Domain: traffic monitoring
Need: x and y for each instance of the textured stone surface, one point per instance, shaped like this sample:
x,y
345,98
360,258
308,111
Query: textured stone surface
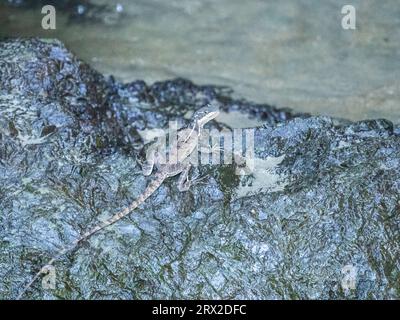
x,y
324,193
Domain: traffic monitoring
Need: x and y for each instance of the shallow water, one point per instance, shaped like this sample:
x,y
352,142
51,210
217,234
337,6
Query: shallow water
x,y
288,53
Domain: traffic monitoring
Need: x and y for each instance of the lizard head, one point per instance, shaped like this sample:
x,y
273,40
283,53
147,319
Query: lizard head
x,y
205,114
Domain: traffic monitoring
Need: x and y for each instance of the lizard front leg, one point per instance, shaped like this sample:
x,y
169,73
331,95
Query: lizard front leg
x,y
184,182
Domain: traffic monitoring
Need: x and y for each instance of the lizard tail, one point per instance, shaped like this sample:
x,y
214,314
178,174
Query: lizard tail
x,y
153,185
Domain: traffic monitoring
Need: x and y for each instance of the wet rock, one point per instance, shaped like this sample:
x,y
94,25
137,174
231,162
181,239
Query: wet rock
x,y
322,198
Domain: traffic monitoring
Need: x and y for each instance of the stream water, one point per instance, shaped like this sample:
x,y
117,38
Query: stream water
x,y
288,53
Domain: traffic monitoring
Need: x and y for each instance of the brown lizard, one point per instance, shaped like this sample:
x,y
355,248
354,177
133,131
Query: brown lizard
x,y
180,151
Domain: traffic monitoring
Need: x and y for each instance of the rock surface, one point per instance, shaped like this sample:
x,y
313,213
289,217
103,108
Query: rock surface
x,y
323,198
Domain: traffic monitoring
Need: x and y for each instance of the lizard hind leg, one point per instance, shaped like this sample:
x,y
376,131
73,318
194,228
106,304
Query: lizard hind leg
x,y
185,183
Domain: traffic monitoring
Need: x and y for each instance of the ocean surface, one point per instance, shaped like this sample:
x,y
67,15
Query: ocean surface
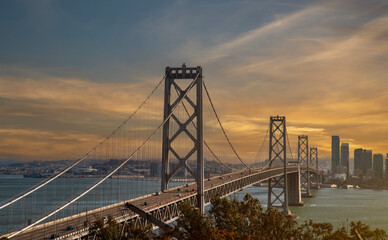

────────────────

### CHALLENGE
Which lines in the entries above contain the word "like"? Display each of those lines in full.

### WRITTEN RESPONSE
Need: x and y for each instance of the textured stone surface, one point per instance, shaped like this sample:
Need: x and y for each instance of the shallow water, one point per instance, shaped like this sample:
Need: x and y for each instance of the lizard head, one point per instance, shaped like this sample:
Need: x and y for each instance of the lizard front leg, one point per instance, shaped like this sample:
Need: x and y for each instance of the lizard tail, one point per instance, shaped like this sample:
Need: x and y for each instance of the wet rock, one point per instance, shaped like this sample:
Need: x and y for each instance of the stream water, one point per instance, shaped like this sample:
Need: x and y for each instance of the brown lizard, one point per instance, shaped like this sample:
Need: x and y for each instance of the rock surface, one point per instance, shaped like this sample:
Need: x and y for each instance of the lizard hind leg, one point per instance, shaped like this sample:
Need: x and y for each instance of the ocean surface, one point per instance, shaped like this sample:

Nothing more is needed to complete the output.